## Work instruction:
Retype the entries below word for word, leaving none out.

Source data START

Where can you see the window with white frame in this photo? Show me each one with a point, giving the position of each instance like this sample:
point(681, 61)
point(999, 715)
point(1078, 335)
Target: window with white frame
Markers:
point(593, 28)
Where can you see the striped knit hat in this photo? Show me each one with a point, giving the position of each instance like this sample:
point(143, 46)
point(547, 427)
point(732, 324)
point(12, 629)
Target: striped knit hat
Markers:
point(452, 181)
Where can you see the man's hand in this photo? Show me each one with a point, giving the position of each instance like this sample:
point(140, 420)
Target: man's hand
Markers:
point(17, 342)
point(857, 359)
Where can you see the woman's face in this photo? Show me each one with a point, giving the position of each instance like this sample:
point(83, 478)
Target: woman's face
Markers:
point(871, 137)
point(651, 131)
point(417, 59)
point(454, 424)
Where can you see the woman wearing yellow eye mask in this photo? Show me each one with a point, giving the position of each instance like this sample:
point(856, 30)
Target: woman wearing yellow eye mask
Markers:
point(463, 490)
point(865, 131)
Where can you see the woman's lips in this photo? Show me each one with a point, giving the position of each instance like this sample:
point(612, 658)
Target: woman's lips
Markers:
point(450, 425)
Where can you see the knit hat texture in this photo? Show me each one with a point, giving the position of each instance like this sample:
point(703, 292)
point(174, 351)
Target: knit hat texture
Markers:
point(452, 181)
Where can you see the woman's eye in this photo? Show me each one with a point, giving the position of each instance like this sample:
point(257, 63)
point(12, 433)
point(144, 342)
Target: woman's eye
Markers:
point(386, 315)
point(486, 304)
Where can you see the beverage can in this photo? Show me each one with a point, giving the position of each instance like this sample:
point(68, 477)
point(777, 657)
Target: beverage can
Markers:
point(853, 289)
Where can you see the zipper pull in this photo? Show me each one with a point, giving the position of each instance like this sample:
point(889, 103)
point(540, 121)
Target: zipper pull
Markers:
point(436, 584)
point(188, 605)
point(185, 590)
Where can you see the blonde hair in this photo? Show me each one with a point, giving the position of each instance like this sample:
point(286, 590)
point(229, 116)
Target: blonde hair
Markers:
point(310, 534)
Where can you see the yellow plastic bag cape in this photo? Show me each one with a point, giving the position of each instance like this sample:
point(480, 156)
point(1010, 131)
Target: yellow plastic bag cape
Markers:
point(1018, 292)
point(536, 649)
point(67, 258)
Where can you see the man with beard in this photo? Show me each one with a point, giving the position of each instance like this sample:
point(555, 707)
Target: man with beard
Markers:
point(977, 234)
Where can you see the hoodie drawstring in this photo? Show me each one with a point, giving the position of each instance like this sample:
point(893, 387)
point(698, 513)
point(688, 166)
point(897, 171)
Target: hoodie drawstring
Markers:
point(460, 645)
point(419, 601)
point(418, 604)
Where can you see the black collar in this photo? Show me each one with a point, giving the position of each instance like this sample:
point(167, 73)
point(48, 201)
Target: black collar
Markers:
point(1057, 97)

Source data END

## Output for this exercise:
Where can you see the window with white frame in this photo? Show me each one with a point, giving the position of each instance like this sample:
point(681, 61)
point(999, 715)
point(1078, 335)
Target: window with white frame
Markers:
point(593, 28)
Where can you see the striped knit hat in this photo? Show me each one with a point, giving the position of each instance like this sample:
point(143, 46)
point(547, 427)
point(732, 324)
point(12, 629)
Target: striped knit hat
Markers:
point(452, 181)
Where can you see the man's hand in this photo? Show me each one with a point, giving the position of each instance like this sample:
point(140, 420)
Target: man's hand
Markers:
point(17, 342)
point(857, 359)
Where can you see the woman's face in this photo? Show me each one with a point, giving the position of each instance like this sample:
point(83, 478)
Target: woman's face
Markers:
point(871, 137)
point(651, 131)
point(417, 59)
point(454, 424)
Where can you see the woman wearing yellow eye mask in this photo? Show me each one with a point, giving the position of each instance like this sample:
point(856, 30)
Target: woman wearing yellow eye mask
Markers:
point(463, 490)
point(865, 131)
Where can you see the woman's lips in this photo? Show me each one with a point, giving the position of each instance like this sample:
point(612, 658)
Target: woman's lips
Markers:
point(450, 425)
Where can you see the knit hat texture in this photo? Show me each one with a point, giving the position of each instance like this sample:
point(703, 292)
point(174, 351)
Target: knit hat texture
Markers:
point(452, 181)
Where can you see the woman's eye in this photo? Show me each one with a point, giving the position of each instance like this sample:
point(257, 63)
point(12, 433)
point(144, 342)
Target: woman's eye
Markers:
point(386, 315)
point(486, 304)
Where can you see the beverage can in this photo? Show me each one with a point, giving the position of each instance like this sample:
point(68, 477)
point(777, 657)
Target: beverage can
Markers:
point(853, 289)
Where can you see the zipper pull in this photo? Show me each one with a point, giving the position of each instance like this sample:
point(889, 103)
point(540, 121)
Target: zipper pull
Markers:
point(436, 584)
point(188, 605)
point(185, 590)
Where can you see the blonde hair in this photo? Show me each one with a point, giving the position of each instance like this sample:
point(286, 590)
point(229, 116)
Target: blonde hair
Markers:
point(310, 534)
Where can you see the yellow plastic bag cape in this photo? Show me each one with a point, giving the position of each instance like this sample:
point(480, 156)
point(1010, 131)
Target: yellow plastic bag cape
Markers:
point(1018, 292)
point(536, 649)
point(67, 258)
Where can you see the man with beard in this photo? Show me each one with a point, giving the position of each instance like this sample:
point(555, 707)
Target: man with beard
Markers:
point(977, 234)
Where can you see the hoodie drawstring in this photo? Show me each one with a point, giving the position of each instance like this sample:
point(893, 387)
point(698, 513)
point(688, 166)
point(897, 171)
Target: hoodie drawstring
Markers:
point(460, 645)
point(419, 601)
point(418, 604)
Where can you see the black collar in this photo? Show me each one with a point, giving the position of each instance like this sample:
point(167, 73)
point(48, 201)
Target: black collar
Markers:
point(1057, 97)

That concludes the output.